▸ **EXCERPTED DATA**:
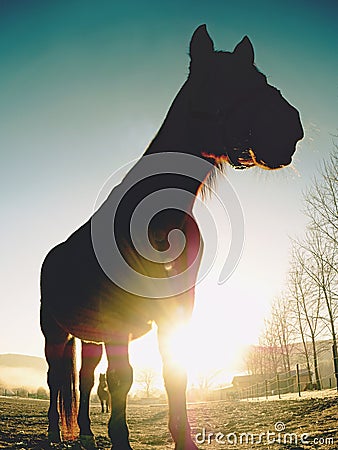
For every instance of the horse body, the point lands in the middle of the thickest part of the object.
(218, 116)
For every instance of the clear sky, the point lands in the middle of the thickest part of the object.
(85, 85)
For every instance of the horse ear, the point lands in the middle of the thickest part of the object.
(244, 51)
(201, 44)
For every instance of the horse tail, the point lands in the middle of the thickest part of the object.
(68, 393)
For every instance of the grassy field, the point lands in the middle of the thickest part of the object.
(308, 423)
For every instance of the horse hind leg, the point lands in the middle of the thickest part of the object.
(119, 379)
(59, 351)
(91, 356)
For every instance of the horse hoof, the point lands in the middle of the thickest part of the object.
(88, 441)
(54, 437)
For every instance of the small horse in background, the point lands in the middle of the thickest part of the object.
(103, 393)
(225, 112)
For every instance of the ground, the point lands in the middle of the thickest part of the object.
(288, 424)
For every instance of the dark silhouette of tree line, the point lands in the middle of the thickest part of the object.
(304, 316)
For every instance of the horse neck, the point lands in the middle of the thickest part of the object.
(175, 136)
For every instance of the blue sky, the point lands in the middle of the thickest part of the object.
(84, 87)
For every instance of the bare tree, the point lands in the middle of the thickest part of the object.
(321, 242)
(284, 329)
(307, 302)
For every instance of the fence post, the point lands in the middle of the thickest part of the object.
(298, 379)
(278, 386)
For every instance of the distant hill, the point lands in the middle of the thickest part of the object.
(22, 370)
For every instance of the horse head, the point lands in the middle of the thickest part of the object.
(246, 121)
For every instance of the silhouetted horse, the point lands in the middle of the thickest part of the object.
(225, 112)
(102, 392)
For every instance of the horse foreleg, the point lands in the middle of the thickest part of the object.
(91, 355)
(119, 379)
(55, 343)
(175, 381)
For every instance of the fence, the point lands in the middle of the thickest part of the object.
(294, 381)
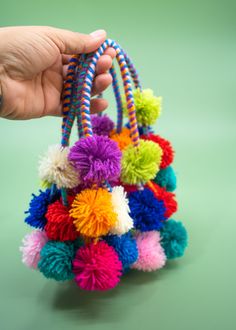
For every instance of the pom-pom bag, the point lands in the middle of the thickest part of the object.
(108, 200)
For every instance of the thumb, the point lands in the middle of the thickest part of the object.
(70, 42)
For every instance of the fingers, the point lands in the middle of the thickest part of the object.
(70, 42)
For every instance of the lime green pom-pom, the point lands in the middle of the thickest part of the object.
(45, 184)
(148, 106)
(140, 164)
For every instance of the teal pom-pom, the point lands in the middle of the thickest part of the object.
(56, 260)
(126, 248)
(174, 239)
(166, 178)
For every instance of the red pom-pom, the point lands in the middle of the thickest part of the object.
(97, 267)
(60, 225)
(167, 197)
(168, 152)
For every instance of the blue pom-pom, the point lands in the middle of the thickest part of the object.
(142, 130)
(126, 248)
(38, 208)
(166, 178)
(174, 239)
(147, 211)
(56, 260)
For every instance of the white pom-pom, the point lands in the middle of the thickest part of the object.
(121, 207)
(55, 167)
(32, 245)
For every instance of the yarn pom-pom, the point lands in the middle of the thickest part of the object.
(151, 255)
(37, 209)
(123, 138)
(54, 167)
(97, 267)
(56, 260)
(166, 178)
(121, 207)
(126, 248)
(168, 152)
(167, 197)
(93, 212)
(32, 245)
(140, 164)
(97, 158)
(141, 129)
(102, 125)
(174, 239)
(148, 106)
(60, 224)
(147, 211)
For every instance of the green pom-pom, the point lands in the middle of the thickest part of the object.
(174, 239)
(140, 164)
(148, 106)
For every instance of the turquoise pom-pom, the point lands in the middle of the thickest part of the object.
(166, 178)
(174, 239)
(126, 248)
(56, 260)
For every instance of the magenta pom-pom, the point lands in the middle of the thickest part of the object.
(102, 125)
(97, 267)
(151, 255)
(97, 158)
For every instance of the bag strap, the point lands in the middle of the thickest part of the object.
(78, 85)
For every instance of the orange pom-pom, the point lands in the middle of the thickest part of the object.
(123, 138)
(168, 152)
(60, 225)
(93, 212)
(167, 197)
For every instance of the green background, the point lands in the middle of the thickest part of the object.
(186, 52)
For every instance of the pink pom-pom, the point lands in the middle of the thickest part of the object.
(97, 267)
(32, 245)
(151, 255)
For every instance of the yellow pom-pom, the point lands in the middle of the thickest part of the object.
(93, 212)
(148, 106)
(123, 138)
(140, 164)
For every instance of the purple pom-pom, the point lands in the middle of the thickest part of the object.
(97, 159)
(102, 125)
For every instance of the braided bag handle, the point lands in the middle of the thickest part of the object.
(84, 97)
(74, 81)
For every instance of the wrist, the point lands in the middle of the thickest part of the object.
(3, 105)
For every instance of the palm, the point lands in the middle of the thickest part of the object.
(37, 85)
(33, 63)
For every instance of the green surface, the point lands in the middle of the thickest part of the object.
(185, 51)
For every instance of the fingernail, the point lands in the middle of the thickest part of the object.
(98, 33)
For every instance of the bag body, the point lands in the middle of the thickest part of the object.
(108, 199)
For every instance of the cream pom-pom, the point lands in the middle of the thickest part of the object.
(121, 207)
(55, 167)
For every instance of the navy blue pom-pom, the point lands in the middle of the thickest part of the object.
(174, 239)
(126, 248)
(166, 178)
(38, 208)
(147, 211)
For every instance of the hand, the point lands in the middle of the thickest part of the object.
(33, 64)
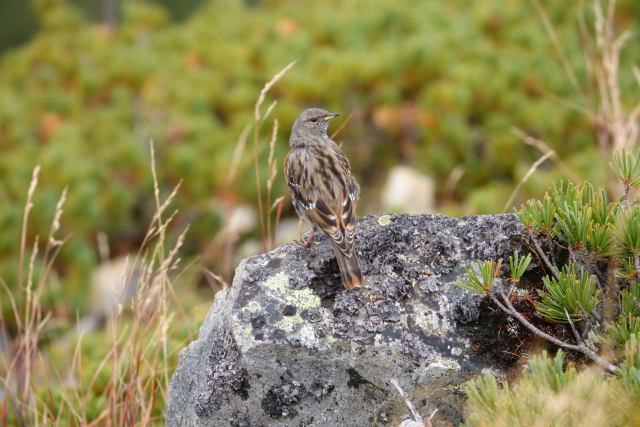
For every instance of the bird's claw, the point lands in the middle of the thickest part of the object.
(307, 242)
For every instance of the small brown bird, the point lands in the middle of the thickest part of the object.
(323, 190)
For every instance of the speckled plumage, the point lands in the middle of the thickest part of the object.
(322, 189)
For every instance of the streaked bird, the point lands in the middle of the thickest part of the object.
(322, 189)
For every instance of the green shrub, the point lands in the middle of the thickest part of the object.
(437, 83)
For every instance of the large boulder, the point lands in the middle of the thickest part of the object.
(287, 345)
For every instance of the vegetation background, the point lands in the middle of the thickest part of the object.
(463, 92)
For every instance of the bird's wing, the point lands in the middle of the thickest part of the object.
(322, 187)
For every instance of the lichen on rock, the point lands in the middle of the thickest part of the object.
(288, 345)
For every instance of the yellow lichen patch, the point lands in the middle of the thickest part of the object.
(384, 220)
(287, 322)
(278, 287)
(252, 307)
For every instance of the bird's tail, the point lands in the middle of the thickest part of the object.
(350, 269)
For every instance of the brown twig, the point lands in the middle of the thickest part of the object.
(542, 255)
(510, 309)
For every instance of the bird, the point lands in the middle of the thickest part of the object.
(323, 190)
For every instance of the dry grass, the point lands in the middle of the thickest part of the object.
(135, 372)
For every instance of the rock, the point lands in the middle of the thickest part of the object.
(286, 345)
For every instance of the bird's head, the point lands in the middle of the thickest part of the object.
(312, 121)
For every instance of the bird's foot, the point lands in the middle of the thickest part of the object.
(307, 243)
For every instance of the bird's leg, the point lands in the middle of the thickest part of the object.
(307, 242)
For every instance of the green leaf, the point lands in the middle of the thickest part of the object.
(518, 265)
(544, 369)
(571, 292)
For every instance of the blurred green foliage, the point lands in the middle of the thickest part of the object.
(433, 84)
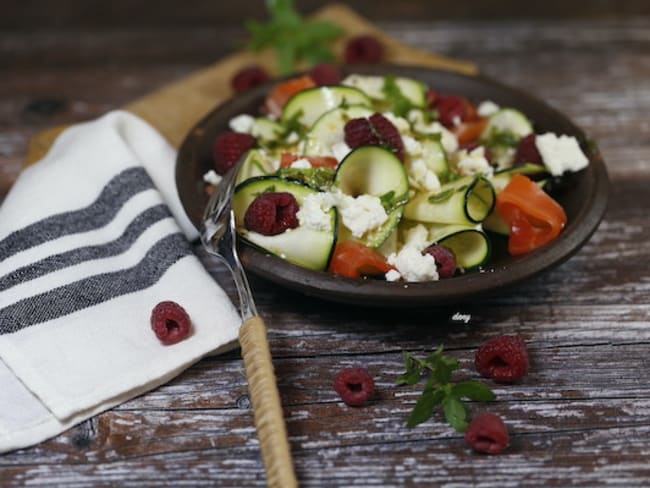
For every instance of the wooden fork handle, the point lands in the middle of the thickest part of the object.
(267, 409)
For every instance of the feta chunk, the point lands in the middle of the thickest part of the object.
(302, 163)
(212, 178)
(393, 275)
(412, 146)
(473, 162)
(242, 123)
(400, 123)
(487, 108)
(362, 213)
(313, 212)
(413, 265)
(560, 154)
(340, 150)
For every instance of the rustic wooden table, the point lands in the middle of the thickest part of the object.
(582, 415)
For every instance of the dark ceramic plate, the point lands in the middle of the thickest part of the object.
(584, 199)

▸ **WHAT YOU NEED TO DO**: Exact copy, no pictures: set down all the entries again as they stand.

▸ **THE COMPLETED TASK**:
For every instance of the horse body, the point lands in the middle of the thickest part of the object.
(218, 116)
For every instance of the clear sky, the point lands in the middle of the thickest part of the object.
(85, 85)
For every instance of the horse ear, the point lands in the middle of the thickest part of the object.
(244, 51)
(201, 44)
For every instance of the horse tail, the point lands in the middle of the thickest part of the object.
(68, 393)
For every instance of the grassy field, the point lands in the middle of the thickest part of the object.
(308, 423)
For every instance of the horse hind leg, the point lands in the middle of the thickest part of the object.
(119, 379)
(59, 351)
(91, 356)
For every instance of the horse hoof, the point lands in the middle of the thickest part of the object.
(88, 441)
(54, 437)
For every instance of the small horse in background, the point lands in the middle of the thickest part of the object.
(103, 393)
(225, 112)
For every instance of the ground, the point lands in the middle of the thickest part of the object.
(288, 424)
For every instance of the dark silhouette of tree line, the point lands in the middle of the thickest part of the object.
(304, 316)
For every instance of the horse neck, the point lands in the middle of the thickest part of the object.
(175, 136)
For every instance of the blue sky, the point lands in the middle of the thickest part of the object.
(84, 87)
For every instance of the bare tree, the point lands in the middle of the thickest part of the object.
(321, 242)
(284, 329)
(307, 302)
For every instance of the fence post, the point lands in the middle of the thickest part of the object.
(298, 379)
(278, 386)
For every instance of the distant hill, the point lands in the middle of the thickest part of the object.
(22, 370)
For every instance of the horse head, the point lands in the middle of the thickest part of the object.
(246, 121)
For every instance of the silhouetted horse, the point lands in the middle of the thickest part of the object.
(225, 112)
(102, 392)
For every instance of the horse foreleg, the point lands in the middle of the thickest part of the object.
(91, 355)
(119, 379)
(55, 343)
(175, 381)
For every instance of the fence, the point lands in the middle of the thickest part of the object.
(294, 381)
For every instance of the pom-pom bag, the point lands in the middle of the thickest part of the object.
(108, 200)
For every instance of the thumb, the point lands in the middle of the thickest part of the object.
(70, 42)
For every instance of the fingers, the point lands in the middle of the thickest part of the object.
(70, 42)
For every instance of the lime green pom-pom, the point lands in the middle of the thickest part of the object.
(45, 184)
(148, 106)
(140, 164)
For every instance of the teal pom-pom, the point lands in the middle of the thickest part of the object.
(56, 260)
(126, 248)
(174, 239)
(166, 178)
For every instance of the red pom-pom, the point lands in the middle of the thickest part of the object.
(97, 267)
(60, 225)
(167, 197)
(168, 152)
For every instance of the blue pom-pom, the point lands in the middle of the thickest part of the object.
(142, 130)
(126, 248)
(38, 208)
(166, 178)
(174, 239)
(147, 211)
(56, 260)
For every instance of the white pom-pom, the point lands in the middle of the thickest part of the object.
(121, 207)
(55, 167)
(32, 245)
For every instance of the yarn pom-pom, the point lands in the middle of the thickest part of the object.
(151, 255)
(37, 209)
(123, 138)
(54, 167)
(97, 267)
(56, 260)
(166, 178)
(121, 207)
(126, 248)
(168, 152)
(167, 197)
(93, 212)
(32, 245)
(140, 164)
(97, 158)
(141, 129)
(102, 125)
(174, 239)
(148, 106)
(60, 224)
(147, 211)
For every instance of the green pom-pom, the point lands in the middle of the thickest part of the object.
(174, 239)
(140, 164)
(148, 106)
For every instance of the turquoise pom-pom, the point lands in the middle of the thickest part of the object.
(166, 178)
(174, 239)
(126, 248)
(56, 260)
For every instance of the magenta pom-pom, the point lands in the middle of the thickest part of the object.
(102, 125)
(97, 267)
(151, 255)
(97, 158)
For every instance of the bag strap, the point lands in the middle of the thickest part of the object.
(78, 85)
For every instance of the orange pom-pom, the point lands in the middle of the thickest part of the object.
(123, 138)
(168, 152)
(60, 225)
(93, 212)
(167, 197)
For every instance of the green background, the point lands in the middle of the thickest part of the object.
(186, 52)
For every instance of the pink pom-pom, the point lands in the middle of the thickest part of the object.
(97, 267)
(32, 245)
(151, 255)
For every instance of the yellow pom-pom, the point lands in the middle of the thickest part of the object.
(93, 212)
(148, 106)
(123, 138)
(140, 164)
For every instance of the purple pom-pom, the point lands in the middle of the thickest part of the object.
(97, 159)
(102, 125)
For every instance of the braided bag handle, the point lands in the middle of the thickest part of the object.
(84, 97)
(74, 81)
For every instance of the wrist, the point lands in the middle of the thickest part of the object.
(3, 105)
For every instance of the palm, the point lands in the middle of the thickest part of the object.
(37, 85)
(33, 63)
For every instance of the green surface, the point lands in the middle of the thickest part of the object.
(185, 51)
For every instance of the fingernail, the point lands in the middle of the thickest part of the object.
(98, 33)
For every instance of the bag body, the point lands in the middle of the thickest part of the object.
(108, 199)
For every instance of the cream pom-pom, the point lands in the middle of the thickest part of the object.
(121, 207)
(55, 167)
For every instance of the navy blue pom-pom, the point lands in the middle of the thickest part of the object.
(174, 239)
(126, 248)
(166, 178)
(38, 208)
(147, 211)
For every instance of the hand, the point lands in the middle of the thickest part of the object.
(33, 64)
For every instance of the bird's claw, the point lands in the middle of the thickest part of the object.
(307, 242)
For every instance of the small brown bird, the point lands in the middle of the thickest part of the object.
(323, 190)
For every instance of the speckled plumage, the point lands in the middle of the thickest part of the object.
(322, 189)
For every instance of the streaked bird, the point lands in the middle of the thickest part of the object.
(322, 189)
For every instance of the green shrub, the point lands in the middle of the thickest part of the object.
(437, 83)
For every instance of the large boulder, the point lands in the middle of the thickest part of the object.
(287, 345)
For every instance of the vegetation background, the point lands in the middle of the thickest part of the object.
(463, 92)
For every instance of the bird's wing, the point lands in the middle of the thickest part of the object.
(322, 187)
For every instance of the lichen on rock, the point lands in the middle of the thickest part of the object.
(288, 345)
For every instance of the yellow lichen patch, the point lands in the middle of the thickest part of the object.
(384, 220)
(287, 322)
(278, 287)
(252, 307)
For every instance of the bird's tail, the point lands in the middle of the thickest part of the object.
(350, 269)
For every instance of the brown twig, the point lands in the middle of the thickest part of the object.
(542, 255)
(510, 309)
For every instance of the bird, the point lands in the middle of the thickest part of the object.
(323, 190)
For every instance of the dry grass, the point lands in the middle of the thickest part of the object.
(135, 372)
For every instance of the rock, the point lands in the middle of the thickest part of the object.
(286, 345)
For every instance of the bird's head, the point lands in the middle of the thickest part of the object.
(312, 121)
For every instance of the bird's foot, the point lands in the middle of the thickest part of the object.
(307, 243)
For every instance of the bird's leg, the point lands in the middle of the thickest part of the object.
(307, 242)
For every instance of the green leaf, the point lands in the middle of the thickest part of the object.
(518, 265)
(544, 369)
(571, 292)
For every instance of the blurred green foliage, the point lands in the middle of the thickest part of the object.
(433, 84)
For every instance of the wooden fork handle, the point lands in the middle of the thickest part of the object.
(267, 409)
For every instance of the feta chunk, the point lands in the middle of the thickest part of the object.
(302, 163)
(212, 178)
(393, 275)
(412, 146)
(473, 162)
(242, 123)
(400, 123)
(487, 108)
(362, 213)
(313, 212)
(413, 265)
(560, 154)
(340, 150)
For every instance of the rustic wooden table, the point lands in the middle of the thickest part of the object.
(582, 415)
For every instance of the dark ceramic plate, the point lands in the middle of the thickest part of the object.
(584, 199)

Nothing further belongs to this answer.